# START OF Record extracts

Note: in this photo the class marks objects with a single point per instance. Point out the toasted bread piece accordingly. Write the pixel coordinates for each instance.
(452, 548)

# END OF Record extracts
# START OF Record extracts

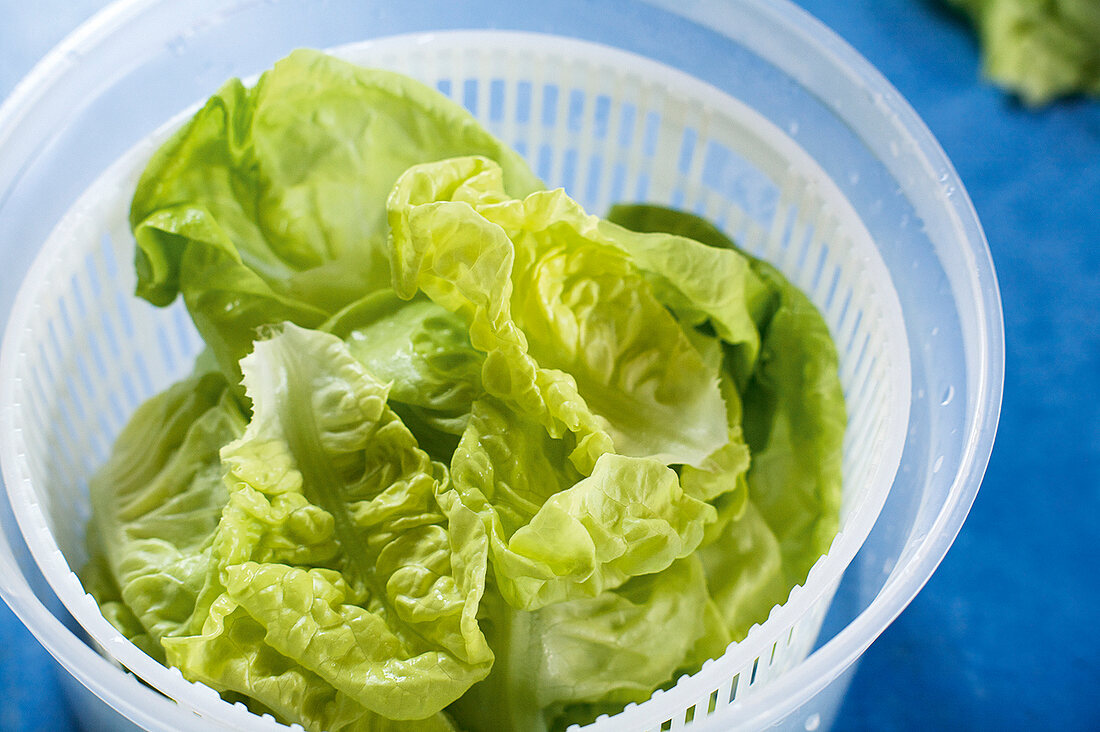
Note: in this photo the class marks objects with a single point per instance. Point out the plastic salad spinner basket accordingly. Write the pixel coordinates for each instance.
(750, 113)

# END OF Record extracts
# START OF Record extracts

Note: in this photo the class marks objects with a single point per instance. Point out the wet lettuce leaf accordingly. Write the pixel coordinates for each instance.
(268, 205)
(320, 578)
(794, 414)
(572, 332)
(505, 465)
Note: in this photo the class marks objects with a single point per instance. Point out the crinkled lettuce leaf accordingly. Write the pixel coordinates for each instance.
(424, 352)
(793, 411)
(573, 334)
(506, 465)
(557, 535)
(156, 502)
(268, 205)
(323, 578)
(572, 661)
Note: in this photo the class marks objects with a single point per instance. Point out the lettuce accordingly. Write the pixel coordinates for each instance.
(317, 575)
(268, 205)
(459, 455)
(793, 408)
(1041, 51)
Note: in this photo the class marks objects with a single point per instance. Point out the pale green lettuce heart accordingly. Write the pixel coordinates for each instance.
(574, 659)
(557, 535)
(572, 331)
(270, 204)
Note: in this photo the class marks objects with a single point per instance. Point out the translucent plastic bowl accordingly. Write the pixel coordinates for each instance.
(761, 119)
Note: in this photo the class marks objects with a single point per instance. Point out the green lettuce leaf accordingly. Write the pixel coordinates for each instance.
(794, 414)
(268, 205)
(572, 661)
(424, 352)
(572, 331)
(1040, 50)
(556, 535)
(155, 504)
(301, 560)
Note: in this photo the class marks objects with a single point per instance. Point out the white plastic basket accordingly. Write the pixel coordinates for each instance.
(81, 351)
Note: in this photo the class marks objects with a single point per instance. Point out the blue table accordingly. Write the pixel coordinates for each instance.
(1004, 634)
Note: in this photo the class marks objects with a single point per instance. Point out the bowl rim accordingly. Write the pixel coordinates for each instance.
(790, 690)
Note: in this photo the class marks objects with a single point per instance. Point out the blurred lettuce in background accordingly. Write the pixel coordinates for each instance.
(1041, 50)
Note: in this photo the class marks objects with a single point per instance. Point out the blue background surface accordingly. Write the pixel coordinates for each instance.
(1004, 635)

# END OF Record extracts

- **Written instruction**
Turn the data from the line containing "out the white" down to the line containing "(1004, 635)", both included, into a numbered list with one line per item and any blank lines dropped.

- **Response to this task**
1. Note: in this photo the class marks objects with a single point per instance. Point out the white plastic basket accordingly. Write the pixel coordinates for each instance.
2. (81, 351)
3. Note: in this photo the class marks objects with a single point per instance. Point out the blue table accordingly. Write the pixel coordinates for each instance.
4. (1004, 634)
5. Note: in this photo the class marks objects with a single point per instance. Point out the bowl rim accordingly. Write the pixel coordinates for each instance.
6. (790, 690)
7. Note: in this photo the class marks objects with a single point per instance. Point out the blurred lettuce in background accordingly. Write the pixel coordinates for each instance.
8. (1041, 50)
9. Note: in this photo the class marks objects with a single point per instance. Point out the blue background surface accordingly. Write the pixel coordinates for each instance.
10. (1004, 635)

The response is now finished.